SELECTED EXCERPT:
** Begin **
Brad Smith was born in 1957 and raised in the hamlet of Canfield, in southern Ontario, a couple of hours from Toronto. As a child, he had a Huck Finn existence, building rafts and catching frogs and falling off his bike with regularity. (this was in the pre-helmet days - which might explain a lot, he says now) He grew up on stories - both oral and written - reading the hockey books of Scott Young, and listening to the old-timers in the village. His next door neighbor was a World War I vet who had been a sergeant at Vimy Ridge (France) in 1917. Smith attended elementary school in Cayuga, and high school - somewhat sporadically - in Dunnville.
After high school, he worked for the signal department of the Canadian National Railway for 3 years, and then got a chance to work on a rail project in South Africa. He helped install the signal system there under his uncle - W. R. Smith - a high school drop-out who became one of the three top railway signal engineers in the world. Upon returning from Africa Smith worked all over the place - Alberta, British Columbia, Texas - at a variety of jobs. Farmer, signalman, insulator, truck driver, bartender, schoolteacher (certain lies about his post-secondary education were told to acquire that job), maintenance mechanic, roofer, and so on. He became a carpenter and built custom homes in the Dunnville area.
Smith started writing in his late twenties, in part to see if he could, and for a while it appeared that, as a writer, he was going to make a hell of a roofer. There was a certain amount of partying going on at the time and the result was a lack of the self-discipline required to write. The first effort at a book ended after roughly five pages. A couple of years later though, holed up in the small town of Revelstoke in the Rocky Mountains, he actually finished a novel which is unpublished to this day, and will remain so. The next effort, however, was Rises A Moral Man, published in 1987. Since then Brad Smith has written copious books that received public and critical fame alike.
** End **
EXERCISES:
- 1) Reproduce the passage of the Brad Smith biography from "Brad Smith was" up to and including "- in Dunnville.".
- 2) Translate this sentence from the Brad Smith biography into French: "He became a carpenter and built custom homes in the Dunnville area."
- 3) According to the Brad Smith biography, which of his books was published in 1987?
Rely solely on the Brad Smith biography above.

DATA LINES:
** Begin **
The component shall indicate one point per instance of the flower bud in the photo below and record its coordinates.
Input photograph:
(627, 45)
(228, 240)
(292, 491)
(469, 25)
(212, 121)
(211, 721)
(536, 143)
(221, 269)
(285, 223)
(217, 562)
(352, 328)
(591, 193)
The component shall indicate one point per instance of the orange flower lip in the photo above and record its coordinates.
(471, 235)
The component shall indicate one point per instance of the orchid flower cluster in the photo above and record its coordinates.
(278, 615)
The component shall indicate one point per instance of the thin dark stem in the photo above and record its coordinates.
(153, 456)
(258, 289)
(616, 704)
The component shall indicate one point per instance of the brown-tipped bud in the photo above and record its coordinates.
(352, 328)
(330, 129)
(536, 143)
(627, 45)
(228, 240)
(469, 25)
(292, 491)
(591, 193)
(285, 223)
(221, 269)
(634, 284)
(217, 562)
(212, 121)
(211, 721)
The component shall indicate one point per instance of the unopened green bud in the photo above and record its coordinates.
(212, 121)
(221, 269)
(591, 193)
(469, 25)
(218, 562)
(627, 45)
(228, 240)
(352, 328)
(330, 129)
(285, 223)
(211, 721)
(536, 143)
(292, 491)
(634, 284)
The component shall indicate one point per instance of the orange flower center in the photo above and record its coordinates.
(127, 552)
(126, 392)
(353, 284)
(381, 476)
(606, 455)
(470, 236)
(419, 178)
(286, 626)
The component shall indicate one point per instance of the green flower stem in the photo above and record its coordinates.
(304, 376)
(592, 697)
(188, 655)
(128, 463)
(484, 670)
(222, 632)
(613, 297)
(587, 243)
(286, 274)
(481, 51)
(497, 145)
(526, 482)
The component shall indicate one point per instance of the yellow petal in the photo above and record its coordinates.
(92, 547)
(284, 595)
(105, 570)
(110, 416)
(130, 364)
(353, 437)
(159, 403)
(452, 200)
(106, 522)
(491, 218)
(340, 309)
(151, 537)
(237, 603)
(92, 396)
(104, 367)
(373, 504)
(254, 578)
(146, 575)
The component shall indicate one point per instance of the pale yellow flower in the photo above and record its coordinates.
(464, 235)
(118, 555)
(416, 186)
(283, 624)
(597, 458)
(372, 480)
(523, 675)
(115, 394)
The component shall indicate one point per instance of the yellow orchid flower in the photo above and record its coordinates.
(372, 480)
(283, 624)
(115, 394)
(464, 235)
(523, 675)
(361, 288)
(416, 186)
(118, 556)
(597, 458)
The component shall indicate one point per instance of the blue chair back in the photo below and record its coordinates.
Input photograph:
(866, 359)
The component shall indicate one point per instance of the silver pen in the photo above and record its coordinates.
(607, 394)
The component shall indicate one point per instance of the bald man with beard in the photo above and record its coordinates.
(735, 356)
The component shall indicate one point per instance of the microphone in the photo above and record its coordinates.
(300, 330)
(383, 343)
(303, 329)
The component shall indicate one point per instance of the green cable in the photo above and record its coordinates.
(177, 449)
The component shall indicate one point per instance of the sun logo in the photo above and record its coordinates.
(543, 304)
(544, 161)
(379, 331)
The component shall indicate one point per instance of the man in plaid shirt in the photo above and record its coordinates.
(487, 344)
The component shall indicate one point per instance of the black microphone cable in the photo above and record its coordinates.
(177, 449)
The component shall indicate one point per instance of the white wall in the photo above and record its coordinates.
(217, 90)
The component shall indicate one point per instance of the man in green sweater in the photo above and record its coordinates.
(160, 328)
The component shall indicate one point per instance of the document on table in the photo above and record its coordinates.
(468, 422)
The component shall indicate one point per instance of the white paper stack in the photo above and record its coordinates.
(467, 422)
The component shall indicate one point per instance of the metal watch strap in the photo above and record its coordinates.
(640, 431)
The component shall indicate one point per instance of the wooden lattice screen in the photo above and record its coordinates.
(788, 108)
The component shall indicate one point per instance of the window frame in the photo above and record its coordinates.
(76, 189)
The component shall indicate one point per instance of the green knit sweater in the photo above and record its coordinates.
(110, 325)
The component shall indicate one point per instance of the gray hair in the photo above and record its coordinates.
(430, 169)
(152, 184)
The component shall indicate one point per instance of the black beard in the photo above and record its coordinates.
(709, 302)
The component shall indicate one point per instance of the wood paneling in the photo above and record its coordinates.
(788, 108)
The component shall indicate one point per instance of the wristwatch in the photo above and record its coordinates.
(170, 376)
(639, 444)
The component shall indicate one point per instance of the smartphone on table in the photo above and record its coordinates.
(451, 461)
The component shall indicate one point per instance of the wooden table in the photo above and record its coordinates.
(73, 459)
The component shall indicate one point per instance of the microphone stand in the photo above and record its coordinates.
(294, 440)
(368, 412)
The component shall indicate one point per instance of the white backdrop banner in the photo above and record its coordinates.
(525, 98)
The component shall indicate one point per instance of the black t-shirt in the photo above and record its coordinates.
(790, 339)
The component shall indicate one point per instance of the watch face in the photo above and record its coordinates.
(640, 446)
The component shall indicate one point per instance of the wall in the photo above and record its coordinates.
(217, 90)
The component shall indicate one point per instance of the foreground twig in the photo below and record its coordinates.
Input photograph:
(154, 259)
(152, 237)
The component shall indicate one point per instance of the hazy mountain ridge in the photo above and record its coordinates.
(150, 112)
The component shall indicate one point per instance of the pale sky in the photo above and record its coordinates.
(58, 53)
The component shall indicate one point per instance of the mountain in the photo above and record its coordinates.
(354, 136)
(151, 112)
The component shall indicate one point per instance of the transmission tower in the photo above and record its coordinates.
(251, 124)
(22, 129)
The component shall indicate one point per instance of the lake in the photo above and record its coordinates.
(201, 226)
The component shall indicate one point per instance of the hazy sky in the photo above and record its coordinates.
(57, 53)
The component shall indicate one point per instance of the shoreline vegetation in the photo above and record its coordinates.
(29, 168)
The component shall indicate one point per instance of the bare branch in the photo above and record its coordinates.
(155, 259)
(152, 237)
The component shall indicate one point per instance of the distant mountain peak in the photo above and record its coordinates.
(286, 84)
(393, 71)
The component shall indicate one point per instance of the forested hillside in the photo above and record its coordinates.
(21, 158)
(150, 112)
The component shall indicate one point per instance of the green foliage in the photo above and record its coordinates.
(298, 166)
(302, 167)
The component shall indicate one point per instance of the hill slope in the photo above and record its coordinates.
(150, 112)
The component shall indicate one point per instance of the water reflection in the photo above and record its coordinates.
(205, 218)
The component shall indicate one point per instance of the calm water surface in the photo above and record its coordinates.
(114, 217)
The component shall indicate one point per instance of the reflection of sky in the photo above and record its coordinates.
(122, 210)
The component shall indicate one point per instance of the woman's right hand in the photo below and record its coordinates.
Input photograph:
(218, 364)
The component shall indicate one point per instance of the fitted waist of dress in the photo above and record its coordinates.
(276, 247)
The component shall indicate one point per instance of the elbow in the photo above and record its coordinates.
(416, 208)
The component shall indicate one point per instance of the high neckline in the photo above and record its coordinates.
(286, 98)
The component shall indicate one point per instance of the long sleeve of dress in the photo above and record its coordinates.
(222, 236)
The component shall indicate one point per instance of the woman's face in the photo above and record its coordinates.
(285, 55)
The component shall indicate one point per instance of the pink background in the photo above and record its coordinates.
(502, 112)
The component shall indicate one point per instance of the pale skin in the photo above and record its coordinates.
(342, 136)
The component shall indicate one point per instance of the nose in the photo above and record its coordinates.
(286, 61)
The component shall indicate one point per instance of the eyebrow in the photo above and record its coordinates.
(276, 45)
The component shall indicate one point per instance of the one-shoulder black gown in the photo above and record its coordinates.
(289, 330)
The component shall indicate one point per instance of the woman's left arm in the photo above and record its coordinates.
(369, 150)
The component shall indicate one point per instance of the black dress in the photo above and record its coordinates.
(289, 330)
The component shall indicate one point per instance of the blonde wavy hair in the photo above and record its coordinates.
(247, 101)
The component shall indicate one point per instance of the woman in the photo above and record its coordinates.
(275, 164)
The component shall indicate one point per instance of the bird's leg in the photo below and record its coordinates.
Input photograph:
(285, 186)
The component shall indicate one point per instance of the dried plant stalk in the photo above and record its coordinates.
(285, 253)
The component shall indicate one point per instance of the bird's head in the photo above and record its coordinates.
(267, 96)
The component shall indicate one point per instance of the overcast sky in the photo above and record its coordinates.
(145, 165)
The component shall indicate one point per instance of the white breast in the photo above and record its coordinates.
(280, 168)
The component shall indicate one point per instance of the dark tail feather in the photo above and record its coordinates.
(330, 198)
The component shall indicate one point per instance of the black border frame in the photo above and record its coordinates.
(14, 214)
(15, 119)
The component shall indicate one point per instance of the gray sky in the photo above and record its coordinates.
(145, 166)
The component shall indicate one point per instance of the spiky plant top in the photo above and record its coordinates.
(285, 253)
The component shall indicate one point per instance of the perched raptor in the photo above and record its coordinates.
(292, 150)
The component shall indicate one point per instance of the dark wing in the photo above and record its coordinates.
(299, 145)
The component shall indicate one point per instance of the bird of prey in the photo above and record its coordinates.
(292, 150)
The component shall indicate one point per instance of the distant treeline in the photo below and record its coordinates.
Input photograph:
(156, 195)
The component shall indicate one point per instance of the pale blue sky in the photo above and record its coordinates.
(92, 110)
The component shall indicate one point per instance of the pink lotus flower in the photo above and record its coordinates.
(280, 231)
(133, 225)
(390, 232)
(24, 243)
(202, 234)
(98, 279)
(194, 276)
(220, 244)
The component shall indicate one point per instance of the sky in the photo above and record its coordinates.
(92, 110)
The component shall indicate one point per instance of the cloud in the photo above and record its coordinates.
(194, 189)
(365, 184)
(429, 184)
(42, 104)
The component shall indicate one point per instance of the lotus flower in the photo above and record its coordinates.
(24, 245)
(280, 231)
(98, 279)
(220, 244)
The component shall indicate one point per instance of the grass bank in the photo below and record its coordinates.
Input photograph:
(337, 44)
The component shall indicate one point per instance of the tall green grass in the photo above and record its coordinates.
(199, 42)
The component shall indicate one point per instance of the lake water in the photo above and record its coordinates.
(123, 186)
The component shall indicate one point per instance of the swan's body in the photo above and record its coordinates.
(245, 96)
** End **
TASK RESPONSES:
- 1)
Brad Smith was born in 1957 and raised in the hamlet of Canfield, in southern Ontario, a couple of hours from Toronto. As a child, he had a Huck Finn existence, building rafts and catching frogs and falling off his bike with regularity. (this was in the pre-helmet days - which might explain a lot, he says now) He grew up on stories - both oral and written - reading the hockey books of Scott Young, and listening to the old-timers in the village. His next door neighbor was a World War I vet who had been a sergeant at Vimy Ridge (France) in 1917. Smith attended elementary school in Cayuga, and high school - somewhat sporadically - in Dunnville.

- 2) Il est devenu charpentier et a construit des maisons sur mesure dans la région de Dunnville.

- 3) Rises A Moral Man